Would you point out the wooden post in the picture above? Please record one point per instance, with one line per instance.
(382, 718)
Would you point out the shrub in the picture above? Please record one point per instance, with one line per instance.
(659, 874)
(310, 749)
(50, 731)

_____

## Exercise goal
Write out exactly the lines from the one containing "Would you point out the shrub" through the end of the data, both included. Add nothing else.

## Answer box
Would you point out the shrub in the picture above? Please record one point per instance, with one line per instance.
(659, 874)
(310, 749)
(50, 731)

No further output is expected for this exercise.